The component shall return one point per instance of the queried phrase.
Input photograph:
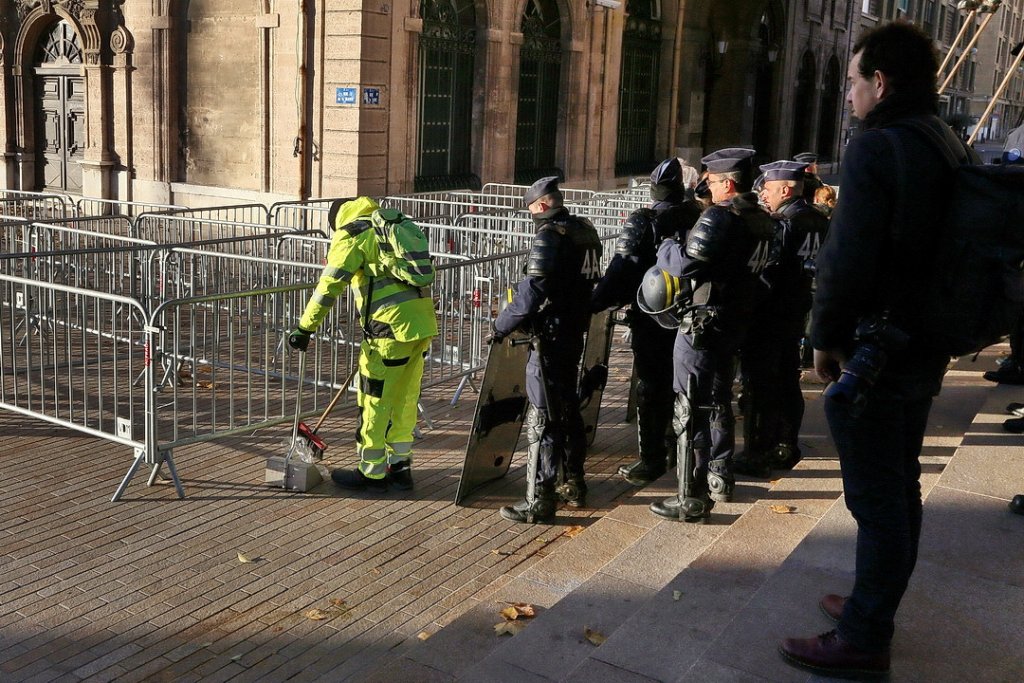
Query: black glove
(299, 339)
(496, 337)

● To do
Reproduce all of the data above word for word, but leave out the picture.

● Solution for this exercise
The component shall return one point per instance of the queried phrase.
Input photograph:
Query: black glove
(299, 339)
(496, 337)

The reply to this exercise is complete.